"""

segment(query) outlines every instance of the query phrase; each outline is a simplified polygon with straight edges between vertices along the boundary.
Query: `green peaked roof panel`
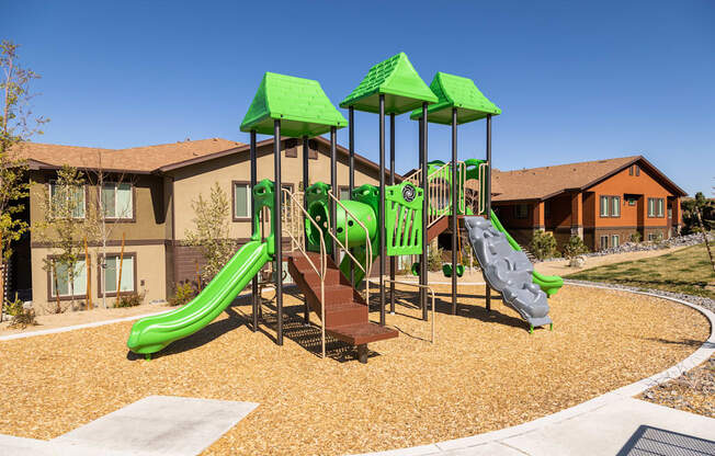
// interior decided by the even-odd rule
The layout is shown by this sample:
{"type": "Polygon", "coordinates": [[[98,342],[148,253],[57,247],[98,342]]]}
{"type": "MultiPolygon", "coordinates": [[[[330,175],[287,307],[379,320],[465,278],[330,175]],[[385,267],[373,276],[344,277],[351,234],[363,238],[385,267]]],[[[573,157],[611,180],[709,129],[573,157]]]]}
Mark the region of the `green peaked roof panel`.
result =
{"type": "Polygon", "coordinates": [[[340,107],[378,113],[381,94],[385,95],[385,114],[402,114],[420,107],[423,102],[438,101],[405,53],[374,65],[340,107]]]}
{"type": "Polygon", "coordinates": [[[318,81],[266,72],[241,122],[241,132],[273,135],[274,121],[281,121],[282,136],[295,138],[348,125],[318,81]]]}
{"type": "MultiPolygon", "coordinates": [[[[439,101],[427,107],[428,122],[451,125],[453,107],[457,109],[457,124],[478,121],[487,114],[501,114],[501,110],[490,102],[469,78],[438,72],[432,79],[430,89],[439,101]]],[[[410,115],[412,119],[421,117],[421,109],[412,111],[410,115]]]]}

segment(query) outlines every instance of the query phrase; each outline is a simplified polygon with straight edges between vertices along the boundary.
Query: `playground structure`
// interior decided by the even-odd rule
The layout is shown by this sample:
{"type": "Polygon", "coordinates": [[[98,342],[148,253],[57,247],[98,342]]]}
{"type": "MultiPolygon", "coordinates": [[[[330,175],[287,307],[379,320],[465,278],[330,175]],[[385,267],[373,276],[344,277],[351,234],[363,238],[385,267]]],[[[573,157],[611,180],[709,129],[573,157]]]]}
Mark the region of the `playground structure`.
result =
{"type": "Polygon", "coordinates": [[[420,307],[428,320],[428,243],[451,229],[452,314],[457,310],[457,238],[463,221],[487,283],[486,307],[495,288],[534,327],[552,324],[546,295],[561,286],[560,277],[533,272],[519,246],[491,212],[491,118],[501,110],[479,92],[470,79],[438,72],[428,87],[409,59],[400,53],[373,66],[362,82],[340,103],[349,121],[338,112],[317,81],[266,72],[241,123],[250,133],[251,240],[239,249],[214,280],[185,306],[147,317],[132,328],[128,347],[147,358],[168,344],[189,337],[213,321],[251,282],[252,331],[259,327],[258,273],[272,264],[275,286],[276,343],[283,344],[282,262],[305,297],[305,323],[309,311],[320,318],[321,352],[326,335],[354,345],[360,362],[367,361],[367,343],[396,338],[386,327],[386,282],[390,284],[390,310],[395,311],[396,255],[419,254],[420,307]],[[379,185],[354,186],[354,111],[378,114],[379,185]],[[420,123],[418,169],[395,182],[395,116],[410,113],[420,123]],[[385,116],[390,118],[389,184],[385,170],[385,116]],[[486,118],[486,159],[457,160],[457,125],[486,118]],[[428,124],[452,127],[452,160],[428,161],[428,124]],[[337,129],[349,127],[349,195],[334,195],[337,182],[337,129]],[[308,139],[330,134],[330,183],[309,184],[308,139]],[[257,182],[257,135],[272,135],[274,181],[257,182]],[[303,139],[303,192],[281,185],[281,138],[303,139]],[[269,224],[263,232],[261,227],[269,224]],[[290,248],[283,251],[283,238],[290,248]],[[342,256],[342,259],[341,259],[342,256]],[[386,259],[390,258],[386,280],[386,259]],[[524,263],[524,260],[526,263],[524,263]],[[368,319],[370,277],[378,261],[379,322],[368,319]],[[364,282],[364,295],[360,286],[364,282]]]}

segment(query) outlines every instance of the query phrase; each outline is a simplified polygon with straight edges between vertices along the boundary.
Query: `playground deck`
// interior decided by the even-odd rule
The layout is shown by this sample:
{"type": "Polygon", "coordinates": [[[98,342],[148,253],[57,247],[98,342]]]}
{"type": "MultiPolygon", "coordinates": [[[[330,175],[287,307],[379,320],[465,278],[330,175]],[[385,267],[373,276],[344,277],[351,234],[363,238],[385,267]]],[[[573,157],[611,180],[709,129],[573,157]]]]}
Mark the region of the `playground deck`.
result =
{"type": "MultiPolygon", "coordinates": [[[[50,438],[149,395],[259,402],[205,454],[345,454],[474,435],[553,413],[648,377],[692,353],[707,334],[696,311],[657,298],[565,286],[551,300],[553,332],[529,334],[499,300],[486,314],[483,286],[435,286],[436,343],[399,290],[387,323],[399,338],[371,345],[370,363],[306,328],[286,289],[285,345],[252,333],[245,305],[151,362],[127,360],[117,323],[0,342],[0,433],[50,438]],[[604,317],[605,316],[605,317],[604,317]],[[614,323],[617,322],[617,323],[614,323]],[[12,367],[10,367],[12,366],[12,367]],[[418,432],[419,431],[419,432],[418,432]]],[[[269,292],[265,293],[269,297],[269,292]]],[[[271,322],[272,312],[265,307],[271,322]]],[[[313,316],[314,321],[315,315],[313,316]]],[[[375,320],[372,314],[371,319],[375,320]]]]}

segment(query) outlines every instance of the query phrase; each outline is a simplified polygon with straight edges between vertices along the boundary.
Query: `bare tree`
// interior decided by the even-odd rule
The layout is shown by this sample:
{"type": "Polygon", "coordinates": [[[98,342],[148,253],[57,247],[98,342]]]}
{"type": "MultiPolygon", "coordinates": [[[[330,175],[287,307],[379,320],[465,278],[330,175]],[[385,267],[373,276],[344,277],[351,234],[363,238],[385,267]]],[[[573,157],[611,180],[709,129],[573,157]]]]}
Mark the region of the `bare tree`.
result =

"""

- _Required work_:
Collect every line of the records that contains the word "playground" and copy each one in full.

- _Completed task_:
Query: `playground structure`
Mark the region of the `playground structure`.
Query: `playground deck`
Mark the region of the `playground deck`.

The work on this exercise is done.